* _ZITIERTER TEXT_:
§

# Dateien von Linux Partition auf NTFS partition verschieben



## caboom (20. August 2007)

Hallo liebe Leute.

Ich hoffe ich geh euch nicht auf die Nerfen.

Kann ich von meiner mit Linux Partition (ich benutze Mandriva 2007 free x64) Dateien auf meine NTFS (damals mit Windows erstellt) Partitionen verschieben oder kopieren?

ich habe schon versucht per "chmod 777 /parameter/ die schreibrechte zu ändern, nur irgendwie heisst es immer wieder kann die Datei nicht finden oder es sei keine Datei oder kein Verzeichnis mit dem namen vorhanden.

Wie spreche ich mit chmod denn die anderen Platten an?   

Muss ich schreiben:   chmod 777 /dev/sda7/Filme     ?

§

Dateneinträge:

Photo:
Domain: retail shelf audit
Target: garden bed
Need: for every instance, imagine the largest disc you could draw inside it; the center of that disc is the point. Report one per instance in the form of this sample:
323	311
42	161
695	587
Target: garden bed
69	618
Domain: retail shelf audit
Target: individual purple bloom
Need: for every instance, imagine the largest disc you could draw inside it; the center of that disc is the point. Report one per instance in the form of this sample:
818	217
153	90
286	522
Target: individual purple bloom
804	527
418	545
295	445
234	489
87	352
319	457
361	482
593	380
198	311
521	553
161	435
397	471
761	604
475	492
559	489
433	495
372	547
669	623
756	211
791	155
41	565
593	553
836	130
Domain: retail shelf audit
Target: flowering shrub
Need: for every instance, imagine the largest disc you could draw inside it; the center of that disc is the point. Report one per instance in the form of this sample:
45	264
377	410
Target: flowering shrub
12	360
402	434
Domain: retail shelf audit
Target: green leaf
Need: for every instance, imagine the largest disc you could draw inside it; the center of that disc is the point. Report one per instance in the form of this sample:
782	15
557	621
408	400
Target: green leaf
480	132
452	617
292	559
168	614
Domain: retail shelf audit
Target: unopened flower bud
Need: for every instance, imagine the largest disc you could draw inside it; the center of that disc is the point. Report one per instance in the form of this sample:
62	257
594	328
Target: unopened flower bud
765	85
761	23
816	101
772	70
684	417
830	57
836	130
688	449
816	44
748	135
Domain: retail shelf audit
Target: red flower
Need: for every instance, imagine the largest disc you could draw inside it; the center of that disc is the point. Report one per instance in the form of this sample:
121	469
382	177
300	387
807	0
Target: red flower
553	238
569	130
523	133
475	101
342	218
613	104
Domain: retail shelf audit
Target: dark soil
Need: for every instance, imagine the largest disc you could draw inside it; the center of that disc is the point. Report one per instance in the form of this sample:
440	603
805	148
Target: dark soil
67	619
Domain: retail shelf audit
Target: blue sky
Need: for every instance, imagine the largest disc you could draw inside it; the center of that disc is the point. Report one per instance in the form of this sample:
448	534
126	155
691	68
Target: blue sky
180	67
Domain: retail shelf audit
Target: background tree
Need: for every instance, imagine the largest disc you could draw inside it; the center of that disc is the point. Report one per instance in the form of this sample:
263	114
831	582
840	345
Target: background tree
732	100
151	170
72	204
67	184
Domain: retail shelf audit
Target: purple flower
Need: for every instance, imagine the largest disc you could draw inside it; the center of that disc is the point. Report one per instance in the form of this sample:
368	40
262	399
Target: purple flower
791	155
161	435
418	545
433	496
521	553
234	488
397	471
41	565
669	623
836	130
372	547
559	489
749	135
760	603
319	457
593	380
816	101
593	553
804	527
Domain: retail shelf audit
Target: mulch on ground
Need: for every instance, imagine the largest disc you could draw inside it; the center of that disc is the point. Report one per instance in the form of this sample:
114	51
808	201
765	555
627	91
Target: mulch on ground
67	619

§

* _AUFGABENSTELLUNG_:
• A. Beantworte folgende Fragen zum Forenbeitrag über das Verschieben von Dateien auf NTFS-Partitionen:
(i) Welche Linux-Version benutzt caboom?
(ii) Mit welchem Befehl hat caboom versucht, die Schreibrechte zu ändern?
(iii) Welchen Pfad nennt caboom in der letzten Frage des Beitrags?
• B. Wie könnte der Forenbeitrag über das Verschieben von Dateien auf NTFS-Partitionen weitergehen? Setze ihn im Anschluss an seinen letzten Satz fort.

* _ERGEBNISSE JE AUFGABE_:
• A.
(i) Mandriva 2007 free x64
(ii) chmod 777
(iii) /dev/sda7/Filme

• B.
sda7 ist meine 200 GB Partition auf der ich alles liegen habe und auch alles weiter rauf packen möchte, da ich der Linux-Partition bloss 18 GB zur Verfügung gestellt habe.


Danke im Vorraus


----------



## Navy (20. August 2007)

Für saubere Schreiboperationen auf NTFS unter Linux benötigst Du den NTFS-3g-Treiber.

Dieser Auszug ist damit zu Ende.